• **Отрывок для чтения**:
======
Подтекст этого моего высказывания был таков: «Да, лично мне Октябрьская революция не дала ничего. Я все равно жил бы в Москве. И даже, наверно, учился бы в гимназии. Ну и что? Неужели из этого следует, что я меньше, чем вы, должен любить революцию и нашу родную советскую власть?»
Позже, когда эту самую советскую власть я стал ощущать уже не родной матерью, а злой мачехой, это мое самосознание не переменилось.
Свое отношение к власти я изменил не потому, что власть плохо обошлась СО МНОЙ ЛИЧНО. Для вспыхнувшей и постепенно утвердившейся этой моей к ней нелюбви у меня были отнюдь не только личные и, уж конечно, отнюдь не только национальные основания.
Сейчас, написав эти строки, я вдруг подумал: ну да, я довольно рано сообразил, что под чепчиком доброй бабушки прятался Серый Волк. Но не потому ли я оказался таким умным, что этот самый «Товарищ Волк» именно на моей собственной шкуре продемонстрировал мне хватку своих стальных челюстей?
Вышло так, что меня исключили из комсомола и из института в 1948 году. А если бы это случилось не в 48-м, а в 49-м? И исключили бы меня не за проявленное мною лично «политическое хулиганство», а в ходе развернувшейся тогда кампании? Как «безродного космополита»? (Или «космополитенка» — как Поженяна.)
======
• **Ваше задание**: Продолжите отрывок воспоминаний об отношении к советской власти и исключении из комсомола, начав сразу после его последнего предложения. Следующий далее перечень является самостоятельным материалом и к отрывку не относится.

• **Исходные материалы**:
======
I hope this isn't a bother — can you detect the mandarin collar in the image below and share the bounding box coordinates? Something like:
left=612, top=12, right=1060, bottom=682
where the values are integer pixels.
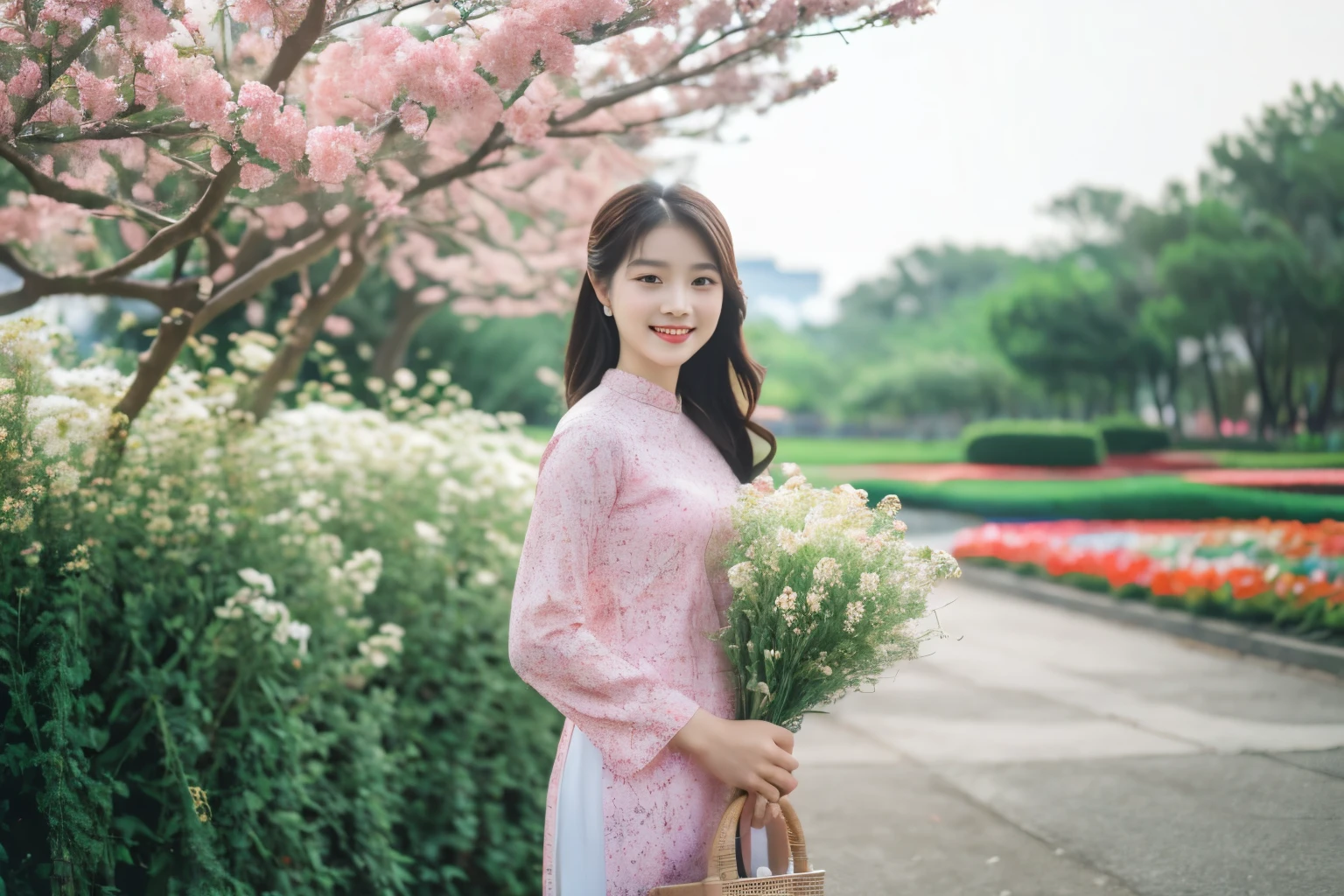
======
• **Поле ответа**:
Может быть, случись это так, мои «счеты» с советской властью тоже приняли бы вполне определенную национальную, еврейскую окраску?
Не так ведь глупо сформулировал это — уже в те, кажется, времена, а может быть, чуть позже — Борис Слуцкий:
А нам, евреям, повезло.
Не прячась под фальшивым флагом,
На нас без маски лезло зло.
Оно не притворялось благом.
И дальше — строки, которые я сделал эпиграфом к этой главе:
Еще не начинались споры
В торжественно глухой стране.
А мы — припертые к стене —
В ней точку обрели опоры.
Может быть, мое везение состояло в том, что это самое зло — в открытую, без маски — полезло на меня годом раньше, и не в ходе общегосударственной антисемитской кампании, а лично, персонально приперло меня к той самой стене?
Нет, не думаю.
Дело совсем не в том, что мой «конфликт» с советской властью начался раньше, а в самой природе этого конфликта. У меня она была совершенно иной.
Да, я тоже был приперт к стене. И та же сила, давящая на меня, притиснула меня к этой стене. Но сама стена, в которой я тоже обрел (со временем) точку опоры, была другая.
Чтобы разобраться в этом, мне придется снова вернуться назад. Не на много — года на два.
В 1951 году я окончил Литературный институт, и у меня появилась жена. Надо было начинать самостоятельную жизнь. Но с этим дело обстояло плохо. И не только из-за проклятого «квартирного вопроса».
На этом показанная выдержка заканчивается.